START ENTRIES SHOWN

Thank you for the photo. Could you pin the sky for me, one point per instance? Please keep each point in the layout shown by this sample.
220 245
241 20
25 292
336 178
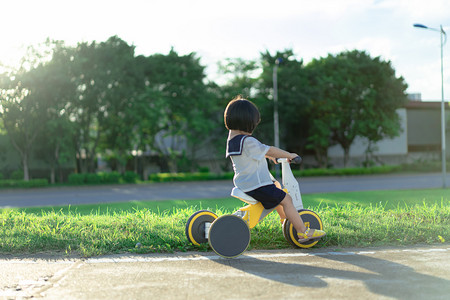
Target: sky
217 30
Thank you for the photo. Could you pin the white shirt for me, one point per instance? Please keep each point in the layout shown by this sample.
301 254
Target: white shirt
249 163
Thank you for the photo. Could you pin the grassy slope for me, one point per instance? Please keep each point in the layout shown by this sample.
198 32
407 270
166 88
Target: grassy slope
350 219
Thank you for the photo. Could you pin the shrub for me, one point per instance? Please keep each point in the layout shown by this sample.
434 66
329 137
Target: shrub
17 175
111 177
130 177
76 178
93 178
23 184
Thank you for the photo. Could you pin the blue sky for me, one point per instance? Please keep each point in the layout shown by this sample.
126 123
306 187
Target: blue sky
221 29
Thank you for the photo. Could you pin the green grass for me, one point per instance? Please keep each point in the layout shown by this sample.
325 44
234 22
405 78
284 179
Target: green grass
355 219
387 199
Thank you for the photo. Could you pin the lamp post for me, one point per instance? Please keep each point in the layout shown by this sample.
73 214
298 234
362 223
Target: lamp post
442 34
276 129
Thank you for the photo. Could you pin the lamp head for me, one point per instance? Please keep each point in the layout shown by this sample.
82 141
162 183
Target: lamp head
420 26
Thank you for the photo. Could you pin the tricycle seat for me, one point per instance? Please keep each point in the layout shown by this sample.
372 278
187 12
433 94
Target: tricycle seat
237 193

END ENTRIES SHOWN

▸ **ABOUT THIS TASK**
Word for word, repeat the data above with the pictures left out.

▸ **ANSWER TO THE PROBLEM**
Thank you for the photo. Could you pin the sky for me, one point per instance? Please keep each point in the layout shown by this sample.
220 245
241 20
25 292
336 178
Target: sky
217 30
Thank you for the photo. Could you pin the white shirt for me, one point per instance? Please keep each point in the layout shown by this sample.
301 254
Target: white shirt
249 163
Thank you for the photo. Could you pin the grassy slope for me, one point per instance? Please keep each point in the layout shown by this sample.
198 32
407 270
166 88
Target: grassy slope
350 219
Thank you for the photo. Could you pin the shrub for me, one point per instance? Please keep each point in the layout shown by this sample.
434 66
329 137
Target: shrub
17 175
111 177
130 177
76 178
93 178
23 184
Thank you for the photo. Could you pin the blue sky for me, one point per instance? Please keep each point in the layout shown by this sample.
126 123
306 187
Target: blue sky
221 29
Thank you for the photo. Could you pin the green grass for me, one point per instance? Please keep each point in the layout shown by this sample.
325 44
234 22
405 78
284 179
Target: green grass
355 219
387 199
Thank you for the photo. Could you pin the lamp post for me, one point per instance? Please keep each point in the layout shown by this sample.
73 214
298 234
362 223
Target: lamp post
442 34
276 129
Thank you for the photo. Could you pin the lamp head for me, one point per instance? Please keep each point in the layout shown by this sample.
82 141
162 183
Target: lamp head
420 26
Thank you for the photo. Could you pin the tricycle seat for me, one point per instance? Please keep each point in the layout shown by this sample.
372 278
187 12
433 94
Target: tricycle seat
237 193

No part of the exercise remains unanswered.